## SHORT TASK
Please pull out the lines of the records from the one containing "cliff face so I can check stock levels." through the one containing "(0, 30), (140, 140)", copying each word for word and giving only those lines.

Coordinate annotation records

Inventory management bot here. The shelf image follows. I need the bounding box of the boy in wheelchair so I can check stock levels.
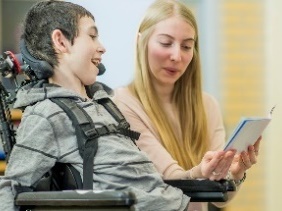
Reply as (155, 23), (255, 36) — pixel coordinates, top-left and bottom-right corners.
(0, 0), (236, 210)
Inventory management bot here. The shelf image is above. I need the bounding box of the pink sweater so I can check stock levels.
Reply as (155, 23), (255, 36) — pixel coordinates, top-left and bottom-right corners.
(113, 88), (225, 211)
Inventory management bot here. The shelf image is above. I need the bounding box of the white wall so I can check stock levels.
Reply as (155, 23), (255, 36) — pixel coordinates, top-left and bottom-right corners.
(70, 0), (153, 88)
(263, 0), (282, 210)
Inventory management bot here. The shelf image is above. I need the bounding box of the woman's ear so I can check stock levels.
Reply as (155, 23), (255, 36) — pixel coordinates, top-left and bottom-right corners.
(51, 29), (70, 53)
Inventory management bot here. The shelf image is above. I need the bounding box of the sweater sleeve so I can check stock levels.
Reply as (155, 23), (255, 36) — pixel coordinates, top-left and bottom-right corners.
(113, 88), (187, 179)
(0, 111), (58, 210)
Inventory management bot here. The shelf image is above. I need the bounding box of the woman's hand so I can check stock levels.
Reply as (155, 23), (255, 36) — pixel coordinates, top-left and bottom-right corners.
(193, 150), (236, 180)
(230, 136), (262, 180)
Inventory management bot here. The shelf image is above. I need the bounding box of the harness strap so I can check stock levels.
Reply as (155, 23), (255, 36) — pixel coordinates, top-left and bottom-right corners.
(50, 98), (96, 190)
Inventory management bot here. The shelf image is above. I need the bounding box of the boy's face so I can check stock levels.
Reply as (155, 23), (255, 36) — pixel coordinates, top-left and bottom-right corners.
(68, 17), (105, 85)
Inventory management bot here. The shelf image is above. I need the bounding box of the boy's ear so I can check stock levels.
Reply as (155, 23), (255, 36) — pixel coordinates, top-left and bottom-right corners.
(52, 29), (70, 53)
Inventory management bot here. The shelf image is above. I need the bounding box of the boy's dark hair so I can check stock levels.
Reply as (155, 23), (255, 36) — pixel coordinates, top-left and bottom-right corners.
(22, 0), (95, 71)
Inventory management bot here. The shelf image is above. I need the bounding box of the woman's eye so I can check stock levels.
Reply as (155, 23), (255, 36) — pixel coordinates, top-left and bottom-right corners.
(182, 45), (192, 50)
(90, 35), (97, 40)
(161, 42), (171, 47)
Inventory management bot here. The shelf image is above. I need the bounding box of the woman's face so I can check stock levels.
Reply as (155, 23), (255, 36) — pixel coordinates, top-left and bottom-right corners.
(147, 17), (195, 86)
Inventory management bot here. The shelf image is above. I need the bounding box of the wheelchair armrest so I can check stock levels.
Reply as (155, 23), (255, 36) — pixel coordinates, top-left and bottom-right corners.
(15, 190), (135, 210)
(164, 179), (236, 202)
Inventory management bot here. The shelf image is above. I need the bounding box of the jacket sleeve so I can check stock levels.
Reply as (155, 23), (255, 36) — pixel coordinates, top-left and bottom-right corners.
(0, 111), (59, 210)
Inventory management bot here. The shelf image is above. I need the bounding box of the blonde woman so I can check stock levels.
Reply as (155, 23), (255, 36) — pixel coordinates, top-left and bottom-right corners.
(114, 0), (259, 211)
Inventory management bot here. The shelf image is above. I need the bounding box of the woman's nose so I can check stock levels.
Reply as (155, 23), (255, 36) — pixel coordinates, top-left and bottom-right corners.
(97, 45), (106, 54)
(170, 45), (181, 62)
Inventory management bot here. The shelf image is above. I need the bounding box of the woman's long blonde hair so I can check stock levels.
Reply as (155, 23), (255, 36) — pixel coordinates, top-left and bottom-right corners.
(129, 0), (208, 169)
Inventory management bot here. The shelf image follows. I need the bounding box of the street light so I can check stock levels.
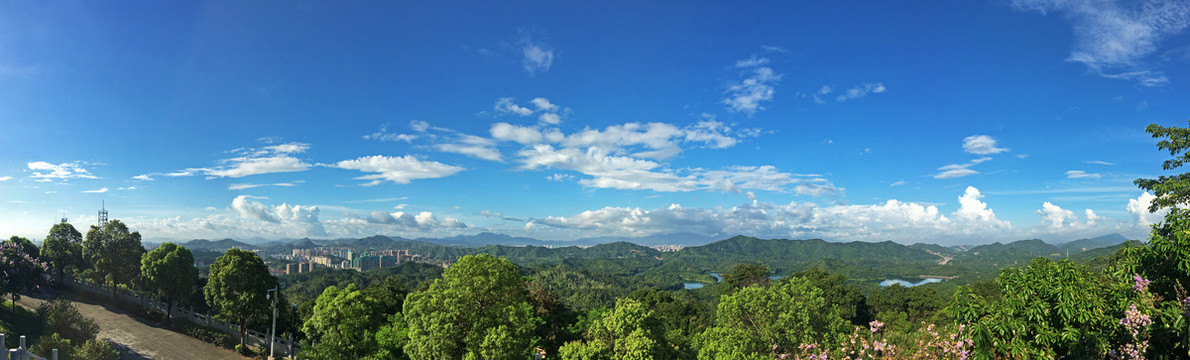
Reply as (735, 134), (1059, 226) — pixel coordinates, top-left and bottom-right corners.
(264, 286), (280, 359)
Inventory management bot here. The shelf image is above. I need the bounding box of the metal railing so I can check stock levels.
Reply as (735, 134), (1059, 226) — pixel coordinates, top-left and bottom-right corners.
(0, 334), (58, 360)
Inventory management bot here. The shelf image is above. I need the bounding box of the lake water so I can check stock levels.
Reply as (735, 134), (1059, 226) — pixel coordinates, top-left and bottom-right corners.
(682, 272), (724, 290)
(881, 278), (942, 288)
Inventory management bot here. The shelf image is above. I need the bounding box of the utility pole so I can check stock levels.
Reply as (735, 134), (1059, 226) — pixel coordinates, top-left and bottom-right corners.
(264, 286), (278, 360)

...

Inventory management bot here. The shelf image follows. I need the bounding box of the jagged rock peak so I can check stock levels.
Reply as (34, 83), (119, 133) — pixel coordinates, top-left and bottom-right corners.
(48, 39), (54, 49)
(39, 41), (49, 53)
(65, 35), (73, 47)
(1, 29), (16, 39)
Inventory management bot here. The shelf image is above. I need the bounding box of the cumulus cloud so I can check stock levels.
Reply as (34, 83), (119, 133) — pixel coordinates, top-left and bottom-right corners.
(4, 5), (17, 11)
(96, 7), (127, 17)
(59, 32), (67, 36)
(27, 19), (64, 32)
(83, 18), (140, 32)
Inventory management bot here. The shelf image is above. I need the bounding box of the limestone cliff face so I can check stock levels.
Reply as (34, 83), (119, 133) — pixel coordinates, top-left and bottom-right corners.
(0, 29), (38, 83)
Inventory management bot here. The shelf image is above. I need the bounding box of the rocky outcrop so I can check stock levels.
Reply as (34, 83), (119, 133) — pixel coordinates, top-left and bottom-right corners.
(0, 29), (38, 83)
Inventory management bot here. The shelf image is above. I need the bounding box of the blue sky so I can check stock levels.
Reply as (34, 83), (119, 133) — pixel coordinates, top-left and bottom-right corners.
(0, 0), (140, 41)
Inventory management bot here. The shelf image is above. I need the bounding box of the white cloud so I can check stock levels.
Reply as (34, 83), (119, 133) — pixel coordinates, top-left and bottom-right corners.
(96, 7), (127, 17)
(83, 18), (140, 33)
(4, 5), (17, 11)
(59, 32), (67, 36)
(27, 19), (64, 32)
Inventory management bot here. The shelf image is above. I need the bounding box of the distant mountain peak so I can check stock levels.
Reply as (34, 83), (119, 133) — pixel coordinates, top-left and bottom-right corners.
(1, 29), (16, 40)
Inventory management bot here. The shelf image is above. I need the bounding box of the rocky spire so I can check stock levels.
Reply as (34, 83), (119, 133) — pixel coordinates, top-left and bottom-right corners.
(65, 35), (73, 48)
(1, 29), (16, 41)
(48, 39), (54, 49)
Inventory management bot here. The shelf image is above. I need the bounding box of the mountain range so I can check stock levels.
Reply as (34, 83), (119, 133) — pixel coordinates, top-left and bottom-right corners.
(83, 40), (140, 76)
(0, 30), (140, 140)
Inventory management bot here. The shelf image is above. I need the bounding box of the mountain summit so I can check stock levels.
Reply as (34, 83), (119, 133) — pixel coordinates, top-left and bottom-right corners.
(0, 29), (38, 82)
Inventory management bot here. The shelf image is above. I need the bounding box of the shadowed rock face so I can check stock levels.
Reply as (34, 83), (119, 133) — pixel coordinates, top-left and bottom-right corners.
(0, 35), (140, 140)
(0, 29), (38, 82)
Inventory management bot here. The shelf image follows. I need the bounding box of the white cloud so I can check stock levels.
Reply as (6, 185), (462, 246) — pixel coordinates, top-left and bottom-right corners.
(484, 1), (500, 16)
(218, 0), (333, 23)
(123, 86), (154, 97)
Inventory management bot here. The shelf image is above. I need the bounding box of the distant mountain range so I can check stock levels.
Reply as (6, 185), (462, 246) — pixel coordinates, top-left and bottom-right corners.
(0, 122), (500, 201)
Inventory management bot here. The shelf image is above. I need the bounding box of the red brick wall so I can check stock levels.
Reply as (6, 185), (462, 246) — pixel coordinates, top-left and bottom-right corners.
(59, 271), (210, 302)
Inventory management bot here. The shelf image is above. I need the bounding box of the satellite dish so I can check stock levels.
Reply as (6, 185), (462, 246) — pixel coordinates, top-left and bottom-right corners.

## EXERCISE OUTPUT
Inventory management bot here. The shelf image is above. I need the bounding box of the limestone cliff face so I can check stock levels.
Reply as (34, 83), (119, 133) — pixel coordinates, top-left and bottom-right corners.
(0, 29), (38, 83)
Inventory management bot here. The shelf image is above. I need the bounding box of the rocky outcrop so I can check stock levels.
Reply as (34, 83), (119, 133) — pixel coordinates, top-left and bottom-right corners.
(0, 29), (38, 83)
Inventory management bot here. The shelf image is above. I need the bounding box of the blue sky so I can check stock levels.
Reply as (34, 83), (119, 133) — pixel coordinates, top-left and bottom-right corners.
(0, 0), (140, 41)
Inventory management bot here. The shelf image is above. I need the bounding box of the white cloud so I can check stock levels.
Reply as (34, 83), (119, 133) — pixel coordinates, top-left and bottom-right corners.
(96, 7), (127, 17)
(83, 18), (140, 33)
(4, 5), (17, 11)
(59, 32), (67, 36)
(27, 19), (64, 32)
Inventory management bot here. The shelf image is above. I need the bounding box of the distant mountain peak so I can check stock levels.
Reply as (34, 83), (119, 133) — pixel coordinates, top-left and bottom-right corners.
(1, 29), (16, 40)
Inventory management bot here. The shelf image is above. I need the bounding box of the rocky spire so I can check stock levels.
Reply as (34, 83), (119, 133) — pixel coordinates, top-left and bottom-right corners.
(65, 35), (73, 48)
(1, 29), (16, 41)
(48, 39), (54, 49)
Inventory management bot here. The shelf image is above. I need the bounding box of the mountain range so I can check stock levels.
Reply as (34, 83), (119, 133) — pixel coordinates, top-left and bottom-right corners.
(83, 40), (140, 76)
(0, 30), (140, 140)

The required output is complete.